### [Source extract]
Sebastian Hassinger:

Right. Right.

Olivia Lanes:

I swear they will. Yeah.

Sebastian Hassinger:

That's sort of the nature of human curiosity is, like, I didn't get that. I'm gonna try it again.

Olivia Lanes:

I mean, I that could be my whole story too. Totally. Like, physics was my worst class in high school, and I was, like, annoyed that that was the one that I didn't do well on. So I was like, I better go get a PhD in that, I guess.

Sebastian Hassinger:

That's hilarious. And it does I mean, it feels like I mean, people talk about sort of the problem in STEM education as being one of, like, a bigger funnel, and especially when you talk about, you know, diversity and inclusion, a bigger funnel, but then also a less leaky as you said, all the way. Leaky pipeline. Yeah.

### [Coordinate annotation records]
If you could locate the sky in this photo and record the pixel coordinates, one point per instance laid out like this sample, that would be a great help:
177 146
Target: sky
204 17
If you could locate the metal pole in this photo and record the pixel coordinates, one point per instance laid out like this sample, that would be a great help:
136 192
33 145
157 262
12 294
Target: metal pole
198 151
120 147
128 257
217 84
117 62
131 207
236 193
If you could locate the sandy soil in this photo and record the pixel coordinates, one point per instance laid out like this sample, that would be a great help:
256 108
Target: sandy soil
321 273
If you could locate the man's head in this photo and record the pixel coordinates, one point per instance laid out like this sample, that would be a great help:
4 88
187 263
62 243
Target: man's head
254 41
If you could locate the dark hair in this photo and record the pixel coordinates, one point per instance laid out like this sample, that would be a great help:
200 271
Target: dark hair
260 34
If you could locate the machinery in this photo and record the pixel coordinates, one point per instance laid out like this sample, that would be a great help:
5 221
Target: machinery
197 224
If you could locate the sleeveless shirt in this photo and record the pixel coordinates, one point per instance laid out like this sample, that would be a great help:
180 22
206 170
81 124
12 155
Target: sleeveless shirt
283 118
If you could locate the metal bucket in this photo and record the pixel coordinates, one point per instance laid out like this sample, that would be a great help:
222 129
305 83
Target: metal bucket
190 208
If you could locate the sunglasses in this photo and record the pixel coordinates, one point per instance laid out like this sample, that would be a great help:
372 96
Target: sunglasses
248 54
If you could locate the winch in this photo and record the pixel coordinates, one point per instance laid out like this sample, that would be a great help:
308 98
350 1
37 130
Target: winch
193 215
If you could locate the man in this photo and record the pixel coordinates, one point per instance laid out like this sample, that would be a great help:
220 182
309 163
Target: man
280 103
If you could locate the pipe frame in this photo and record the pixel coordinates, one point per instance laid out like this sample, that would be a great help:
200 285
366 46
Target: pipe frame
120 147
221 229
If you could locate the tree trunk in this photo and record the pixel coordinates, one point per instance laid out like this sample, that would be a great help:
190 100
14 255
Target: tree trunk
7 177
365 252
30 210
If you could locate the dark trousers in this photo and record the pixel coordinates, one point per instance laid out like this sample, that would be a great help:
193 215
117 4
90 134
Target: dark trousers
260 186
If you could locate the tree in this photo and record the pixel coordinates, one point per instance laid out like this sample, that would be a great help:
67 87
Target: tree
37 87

==

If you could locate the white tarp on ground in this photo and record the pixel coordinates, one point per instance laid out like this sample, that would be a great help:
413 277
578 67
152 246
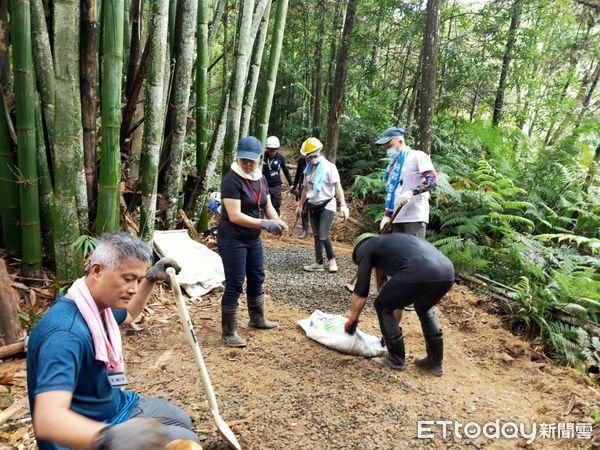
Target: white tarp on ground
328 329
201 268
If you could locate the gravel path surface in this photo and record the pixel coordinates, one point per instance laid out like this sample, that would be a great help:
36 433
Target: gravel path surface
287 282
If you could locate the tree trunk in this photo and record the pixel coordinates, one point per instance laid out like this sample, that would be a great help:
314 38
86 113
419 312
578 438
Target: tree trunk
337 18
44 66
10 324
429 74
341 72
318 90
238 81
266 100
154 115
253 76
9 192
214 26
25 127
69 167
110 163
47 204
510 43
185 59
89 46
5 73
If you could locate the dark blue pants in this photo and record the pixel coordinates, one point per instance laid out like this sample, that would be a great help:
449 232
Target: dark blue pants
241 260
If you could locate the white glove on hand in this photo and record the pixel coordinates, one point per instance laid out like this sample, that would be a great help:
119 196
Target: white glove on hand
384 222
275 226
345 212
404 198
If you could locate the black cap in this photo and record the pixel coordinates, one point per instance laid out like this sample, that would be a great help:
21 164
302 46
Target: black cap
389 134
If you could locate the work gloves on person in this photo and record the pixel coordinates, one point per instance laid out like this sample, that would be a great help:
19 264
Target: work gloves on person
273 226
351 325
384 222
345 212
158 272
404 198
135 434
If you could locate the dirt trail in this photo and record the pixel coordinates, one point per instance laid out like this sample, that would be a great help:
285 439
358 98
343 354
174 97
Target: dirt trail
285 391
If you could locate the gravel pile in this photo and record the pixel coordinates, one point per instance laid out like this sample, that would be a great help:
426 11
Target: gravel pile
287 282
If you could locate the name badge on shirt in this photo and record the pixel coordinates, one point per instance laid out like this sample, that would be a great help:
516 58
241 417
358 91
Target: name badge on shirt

### [Things to do]
1. Restate word for word the transcript passage between "I swear they" and "that, I guess.", inclusive.
2. Quote the lines of the records between the lines holding "If you could locate the gravel pile" and "Target: name badge on shirt", inclusive.

### [Responses to the exercise]
1.
I swear they will. Yeah.

Sebastian Hassinger:

That's sort of the nature of human curiosity is, like, I didn't get that. I'm gonna try it again.

Olivia Lanes:

I mean, I that could be my whole story too. Totally. Like, physics was my worst class in high school, and I was, like, annoyed that that was the one that I didn't do well on. So I was like, I better go get a PhD in that, I guess.

2.
If you could locate the gravel pile in this photo and record the pixel coordinates, one point per instance laid out like this sample, that would be a great help:
426 11
Target: gravel pile
287 282
If you could locate the name badge on shirt in this photo and record the pixel coordinates, one point per instance laid out like this sample, that would be a great help:
516 58
241 417
358 91
Target: name badge on shirt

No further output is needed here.